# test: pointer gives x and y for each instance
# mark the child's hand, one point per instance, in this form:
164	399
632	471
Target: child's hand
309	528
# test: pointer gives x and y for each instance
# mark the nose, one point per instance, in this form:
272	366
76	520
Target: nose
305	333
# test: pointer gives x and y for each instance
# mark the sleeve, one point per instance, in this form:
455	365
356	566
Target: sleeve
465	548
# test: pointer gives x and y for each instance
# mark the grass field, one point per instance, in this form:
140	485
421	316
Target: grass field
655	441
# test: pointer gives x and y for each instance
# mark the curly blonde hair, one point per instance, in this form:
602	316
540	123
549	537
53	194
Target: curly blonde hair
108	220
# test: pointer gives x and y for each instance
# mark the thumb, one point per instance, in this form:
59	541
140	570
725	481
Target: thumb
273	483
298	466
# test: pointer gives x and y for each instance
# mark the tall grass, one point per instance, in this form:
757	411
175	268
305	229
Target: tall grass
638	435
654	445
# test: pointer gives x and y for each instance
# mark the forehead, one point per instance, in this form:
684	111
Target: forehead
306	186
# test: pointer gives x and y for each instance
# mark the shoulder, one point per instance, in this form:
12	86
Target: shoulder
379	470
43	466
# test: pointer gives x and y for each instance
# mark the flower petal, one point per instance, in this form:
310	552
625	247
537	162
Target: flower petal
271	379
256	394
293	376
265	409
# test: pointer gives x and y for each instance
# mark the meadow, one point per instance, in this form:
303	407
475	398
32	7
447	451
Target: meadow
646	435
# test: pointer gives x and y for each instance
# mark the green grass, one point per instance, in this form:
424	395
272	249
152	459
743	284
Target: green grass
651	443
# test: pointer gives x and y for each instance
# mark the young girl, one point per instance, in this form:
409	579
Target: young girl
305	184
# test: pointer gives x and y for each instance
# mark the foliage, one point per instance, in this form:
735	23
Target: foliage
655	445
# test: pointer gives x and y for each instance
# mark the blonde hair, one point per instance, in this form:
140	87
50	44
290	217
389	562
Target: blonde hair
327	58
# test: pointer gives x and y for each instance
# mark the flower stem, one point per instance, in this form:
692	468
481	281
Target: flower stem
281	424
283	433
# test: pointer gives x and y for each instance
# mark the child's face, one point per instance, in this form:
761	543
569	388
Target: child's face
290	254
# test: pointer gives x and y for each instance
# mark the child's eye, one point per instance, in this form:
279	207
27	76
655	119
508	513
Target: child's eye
* * * * * * *
## Problem requirements
Tally the lines in the records above that contain the string "nose", with letter case counting. Give only the number.

## Full output
2